+++ DATA RECORDS

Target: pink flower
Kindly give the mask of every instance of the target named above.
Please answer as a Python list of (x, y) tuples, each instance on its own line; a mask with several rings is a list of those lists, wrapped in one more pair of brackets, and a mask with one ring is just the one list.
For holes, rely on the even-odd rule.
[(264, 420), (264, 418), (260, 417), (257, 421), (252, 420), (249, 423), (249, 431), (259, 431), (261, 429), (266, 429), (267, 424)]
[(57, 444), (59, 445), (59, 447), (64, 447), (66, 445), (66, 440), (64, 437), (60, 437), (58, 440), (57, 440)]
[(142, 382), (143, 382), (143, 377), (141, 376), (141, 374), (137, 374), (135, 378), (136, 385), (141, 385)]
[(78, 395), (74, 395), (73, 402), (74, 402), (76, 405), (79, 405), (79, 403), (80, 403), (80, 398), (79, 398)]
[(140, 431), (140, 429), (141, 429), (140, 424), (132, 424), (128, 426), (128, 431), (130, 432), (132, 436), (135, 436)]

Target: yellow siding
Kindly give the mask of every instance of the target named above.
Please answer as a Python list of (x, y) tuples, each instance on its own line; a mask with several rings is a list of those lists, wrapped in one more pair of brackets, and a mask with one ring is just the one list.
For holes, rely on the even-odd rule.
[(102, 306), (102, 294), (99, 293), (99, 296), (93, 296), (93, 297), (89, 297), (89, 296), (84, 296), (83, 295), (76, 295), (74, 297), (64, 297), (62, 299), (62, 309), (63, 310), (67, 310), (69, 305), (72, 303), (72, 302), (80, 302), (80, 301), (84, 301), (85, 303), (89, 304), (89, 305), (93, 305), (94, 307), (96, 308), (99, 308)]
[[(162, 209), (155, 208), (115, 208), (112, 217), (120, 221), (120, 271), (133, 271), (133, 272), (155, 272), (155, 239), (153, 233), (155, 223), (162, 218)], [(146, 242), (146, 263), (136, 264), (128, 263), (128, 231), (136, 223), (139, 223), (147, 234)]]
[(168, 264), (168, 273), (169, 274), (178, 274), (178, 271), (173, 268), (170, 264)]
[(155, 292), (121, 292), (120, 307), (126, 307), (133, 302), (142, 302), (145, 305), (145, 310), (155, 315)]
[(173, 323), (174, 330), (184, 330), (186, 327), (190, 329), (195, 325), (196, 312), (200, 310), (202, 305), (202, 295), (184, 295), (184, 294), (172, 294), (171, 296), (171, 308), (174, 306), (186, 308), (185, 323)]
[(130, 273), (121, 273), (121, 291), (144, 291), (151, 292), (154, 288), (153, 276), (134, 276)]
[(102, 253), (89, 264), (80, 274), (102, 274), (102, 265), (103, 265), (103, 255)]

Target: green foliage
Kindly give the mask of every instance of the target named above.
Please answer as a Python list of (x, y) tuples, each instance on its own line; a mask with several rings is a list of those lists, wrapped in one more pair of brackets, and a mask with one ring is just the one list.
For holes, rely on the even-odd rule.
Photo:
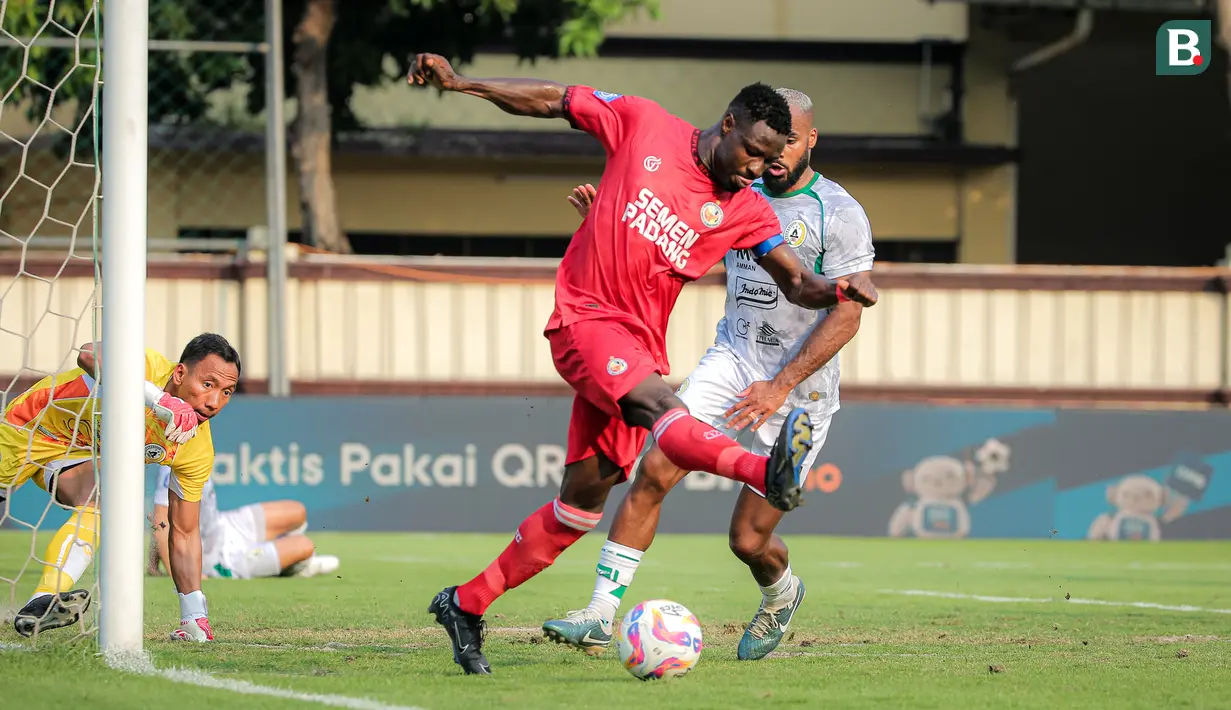
[[(103, 4), (98, 3), (100, 11)], [(48, 0), (9, 0), (0, 18), (5, 33), (30, 43), (25, 51), (6, 48), (0, 52), (0, 96), (5, 97), (6, 106), (26, 102), (31, 120), (43, 116), (52, 102), (66, 105), (76, 101), (82, 110), (89, 106), (97, 73), (94, 34), (99, 17), (95, 3), (56, 0), (54, 10), (50, 5)], [(262, 12), (260, 0), (151, 0), (150, 37), (260, 41), (264, 32)], [(78, 47), (42, 43), (74, 38), (79, 38)], [(209, 94), (250, 79), (254, 59), (259, 55), (152, 51), (150, 121), (200, 122), (209, 108)]]
[[(100, 0), (98, 6), (103, 4)], [(25, 52), (9, 48), (0, 52), (0, 96), (6, 106), (28, 102), (28, 113), (37, 120), (53, 100), (60, 105), (73, 100), (83, 108), (89, 105), (97, 64), (94, 5), (92, 0), (4, 4), (0, 28), (8, 35), (23, 41), (81, 37), (80, 50), (34, 44)], [(292, 36), (305, 5), (306, 0), (285, 0), (283, 6), (288, 95), (295, 90), (289, 71)], [(350, 109), (355, 87), (399, 80), (417, 52), (435, 52), (459, 64), (473, 60), (483, 47), (512, 50), (529, 61), (592, 56), (602, 44), (605, 27), (641, 10), (657, 17), (658, 0), (338, 0), (328, 59), (334, 127), (360, 128)], [(263, 0), (151, 0), (150, 37), (261, 42), (263, 17)], [(388, 59), (394, 60), (395, 73), (390, 73)], [(149, 68), (152, 123), (201, 123), (210, 94), (241, 83), (253, 87), (247, 95), (248, 110), (256, 114), (264, 108), (265, 92), (259, 87), (265, 67), (260, 54), (155, 50)]]
[[(288, 63), (295, 25), (306, 4), (286, 0), (283, 6)], [(530, 61), (592, 56), (602, 44), (604, 27), (643, 9), (657, 17), (658, 0), (339, 0), (328, 59), (334, 129), (360, 128), (350, 109), (355, 87), (400, 80), (415, 53), (433, 52), (461, 64), (472, 61), (483, 47), (511, 49)], [(386, 59), (394, 60), (394, 72), (388, 71)], [(253, 67), (257, 85), (264, 73), (263, 66)], [(288, 95), (294, 91), (288, 80)], [(249, 110), (256, 113), (264, 105), (263, 92), (248, 94)]]
[[(29, 101), (32, 120), (43, 116), (52, 97), (82, 99), (91, 95), (98, 64), (94, 46), (96, 16), (92, 4), (84, 0), (62, 1), (49, 11), (47, 0), (9, 0), (0, 17), (0, 37), (11, 35), (25, 49), (5, 47), (0, 51), (0, 96), (5, 104), (14, 99)], [(77, 48), (51, 47), (31, 39), (72, 40), (80, 36)], [(57, 99), (59, 100), (59, 99)], [(88, 103), (88, 102), (87, 102)]]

++++++

* WHAT THE TASK ASKS *
What is needed is an exact printout of every record above, with the pictures left out.

* ANSWER TO THIS PROBLEM *
Target: pink flower
Kindly give the mask of every instance of the target named above.
Please answer as a Python list of (x, y) tuples, each instance on its own line; a mask with several rings is a list of those lists, wrapped in one more pair of brackets, and a mask with one ring is just the one list.
For holes, rely on the even-odd rule.
[(264, 420), (264, 418), (260, 417), (257, 421), (252, 420), (249, 423), (249, 431), (259, 431), (261, 429), (266, 429), (267, 424)]
[(57, 444), (59, 445), (59, 447), (64, 447), (66, 445), (66, 440), (64, 437), (60, 437), (58, 440), (57, 440)]
[(142, 382), (143, 382), (143, 377), (141, 376), (141, 374), (137, 374), (135, 378), (136, 385), (141, 385)]
[(78, 395), (74, 395), (73, 402), (74, 402), (76, 405), (79, 405), (79, 403), (80, 403), (80, 398), (79, 398)]
[(140, 431), (140, 429), (141, 429), (140, 424), (132, 424), (128, 426), (128, 431), (130, 432), (132, 436), (135, 436)]

Target: yellow siding
Kindly give the mask of every instance of the target named above.
Please answer as a Python list of (x, y) tuples, each instance on its own line; a mask with several rings is a list of those lists, wrapped in one more pair of brackets, and a mask with one ring is just the one list.
For holes, rely on the even-odd rule.
[(102, 306), (102, 294), (99, 293), (99, 296), (93, 296), (93, 297), (89, 297), (89, 296), (84, 296), (83, 295), (76, 295), (74, 297), (64, 297), (62, 299), (62, 309), (63, 310), (67, 310), (69, 305), (72, 303), (72, 302), (80, 302), (80, 301), (84, 301), (85, 303), (89, 304), (89, 305), (93, 305), (94, 307), (96, 308), (99, 308)]
[[(162, 209), (155, 208), (115, 208), (112, 217), (120, 221), (120, 271), (133, 271), (133, 272), (155, 272), (155, 239), (153, 233), (155, 223), (162, 218)], [(146, 242), (146, 263), (136, 264), (128, 263), (128, 231), (136, 223), (139, 223), (147, 234)]]
[(168, 264), (168, 273), (169, 274), (178, 274), (178, 271), (173, 268), (170, 264)]
[(155, 292), (121, 292), (120, 307), (126, 307), (133, 302), (142, 302), (145, 305), (145, 310), (155, 315)]
[(173, 323), (174, 330), (184, 330), (186, 327), (190, 329), (195, 325), (196, 312), (200, 310), (202, 305), (202, 295), (184, 295), (184, 294), (172, 294), (171, 296), (171, 308), (174, 306), (186, 308), (185, 323)]
[(130, 273), (121, 273), (121, 291), (144, 291), (151, 292), (154, 288), (153, 276), (134, 276)]
[(102, 253), (89, 264), (80, 274), (102, 274), (102, 265), (103, 265), (103, 255)]

Target: green foliage
Kindly give the mask of every instance of the target named above.
Please answer as a Python list of (x, y) tuples, each instance on its own line; a mask with several rings is a list of those lists, wrapped in one more pair of brackets, and a mask with one ring is just the one list.
For holes, rely on the even-odd rule.
Photo:
[[(103, 4), (98, 3), (100, 11)], [(48, 0), (9, 0), (0, 18), (5, 33), (30, 43), (25, 51), (6, 48), (0, 52), (0, 96), (5, 97), (6, 106), (26, 102), (31, 120), (43, 116), (52, 102), (66, 105), (76, 101), (82, 110), (89, 106), (97, 73), (94, 34), (99, 17), (95, 3), (56, 0), (54, 10), (50, 5)], [(262, 12), (260, 0), (151, 0), (150, 37), (260, 41), (264, 32)], [(78, 47), (42, 43), (74, 38), (79, 38)], [(209, 94), (250, 79), (254, 59), (259, 55), (152, 51), (150, 121), (200, 122), (209, 108)]]
[[(100, 0), (98, 6), (103, 4)], [(25, 52), (9, 48), (0, 52), (0, 96), (6, 106), (28, 102), (28, 113), (37, 120), (53, 100), (60, 105), (73, 100), (83, 108), (89, 105), (97, 64), (94, 5), (92, 0), (4, 4), (0, 28), (8, 35), (23, 41), (81, 37), (80, 50), (34, 44)], [(292, 36), (305, 5), (306, 0), (285, 0), (283, 6), (288, 95), (295, 90), (289, 71)], [(350, 109), (355, 87), (399, 80), (417, 52), (435, 52), (459, 64), (473, 60), (483, 47), (512, 50), (529, 61), (592, 56), (602, 44), (605, 27), (641, 10), (657, 17), (658, 0), (338, 0), (328, 59), (334, 127), (360, 128)], [(263, 0), (151, 0), (150, 37), (261, 42), (263, 17)], [(388, 59), (394, 60), (395, 73), (390, 73)], [(149, 68), (152, 123), (201, 123), (210, 94), (241, 83), (253, 87), (247, 95), (248, 110), (256, 114), (264, 108), (265, 92), (259, 87), (265, 67), (260, 54), (155, 50)]]
[[(288, 63), (295, 25), (306, 4), (286, 0), (283, 6)], [(530, 61), (592, 56), (602, 44), (604, 27), (643, 9), (657, 17), (658, 0), (339, 0), (328, 59), (334, 129), (360, 128), (350, 109), (355, 87), (400, 80), (415, 53), (433, 52), (461, 64), (472, 61), (483, 47), (511, 49)], [(386, 59), (394, 60), (394, 72), (388, 71)], [(253, 67), (257, 85), (264, 73), (263, 66)], [(288, 95), (294, 91), (288, 80)], [(249, 110), (256, 113), (264, 105), (263, 92), (248, 94)]]
[[(29, 101), (32, 120), (43, 116), (52, 97), (82, 99), (91, 95), (98, 64), (94, 46), (96, 16), (92, 4), (84, 0), (62, 1), (49, 11), (47, 0), (9, 0), (0, 17), (0, 37), (11, 35), (25, 49), (5, 47), (0, 51), (0, 96), (5, 104), (14, 99)], [(77, 48), (51, 47), (31, 39), (72, 40), (80, 36)], [(57, 99), (59, 100), (59, 99)], [(88, 103), (88, 102), (87, 102)]]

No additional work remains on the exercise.